TASK OBJECTIVE: Set down exactly the lines from the one containing "Drop a point on every instance of the green" through the last line of the records below, both included, and nothing else.

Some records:
::::

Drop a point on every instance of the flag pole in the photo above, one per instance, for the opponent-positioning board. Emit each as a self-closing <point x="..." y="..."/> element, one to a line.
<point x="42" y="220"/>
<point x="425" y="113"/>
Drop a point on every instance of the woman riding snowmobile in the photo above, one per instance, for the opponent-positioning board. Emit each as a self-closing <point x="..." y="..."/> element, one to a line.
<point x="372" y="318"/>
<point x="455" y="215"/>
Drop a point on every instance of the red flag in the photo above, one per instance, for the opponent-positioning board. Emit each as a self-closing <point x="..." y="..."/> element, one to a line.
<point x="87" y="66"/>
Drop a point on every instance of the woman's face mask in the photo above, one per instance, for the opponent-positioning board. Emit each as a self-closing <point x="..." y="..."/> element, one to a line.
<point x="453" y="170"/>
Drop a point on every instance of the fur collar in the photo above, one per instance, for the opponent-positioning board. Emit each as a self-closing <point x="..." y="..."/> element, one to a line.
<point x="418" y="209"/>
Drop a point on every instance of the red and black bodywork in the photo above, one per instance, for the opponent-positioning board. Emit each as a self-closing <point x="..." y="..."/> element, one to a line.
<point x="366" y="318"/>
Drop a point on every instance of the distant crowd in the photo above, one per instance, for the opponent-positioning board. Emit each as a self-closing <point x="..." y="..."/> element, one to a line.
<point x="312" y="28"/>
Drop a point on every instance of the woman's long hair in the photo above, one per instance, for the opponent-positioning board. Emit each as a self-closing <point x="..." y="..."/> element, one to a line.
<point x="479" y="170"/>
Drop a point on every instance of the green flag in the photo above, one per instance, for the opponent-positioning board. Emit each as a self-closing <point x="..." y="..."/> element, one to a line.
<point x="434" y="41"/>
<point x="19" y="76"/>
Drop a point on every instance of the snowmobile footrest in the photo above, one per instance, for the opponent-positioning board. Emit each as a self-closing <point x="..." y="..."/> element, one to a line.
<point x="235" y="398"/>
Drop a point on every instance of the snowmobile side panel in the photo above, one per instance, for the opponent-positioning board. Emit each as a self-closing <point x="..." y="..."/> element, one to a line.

::::

SOLVED EXERCISE:
Drop a point on every instance of the green flag in the photo above, one per instance, for the opponent-positioning board. Emit each as a self-closing <point x="..." y="..."/> element, one to a line.
<point x="434" y="41"/>
<point x="19" y="76"/>
Drop a point on every instance of the snowmobile footrest in the photo above, one per instance, for the opponent-positioning board. Emit each as a self-closing <point x="..." y="..."/> element, one to a line.
<point x="235" y="398"/>
Drop a point on every instance of the snowmobile side panel in the photo above, one per instance, for the opponent-positioning board. Emit each as a self-closing <point x="..." y="..."/> element, one to a line.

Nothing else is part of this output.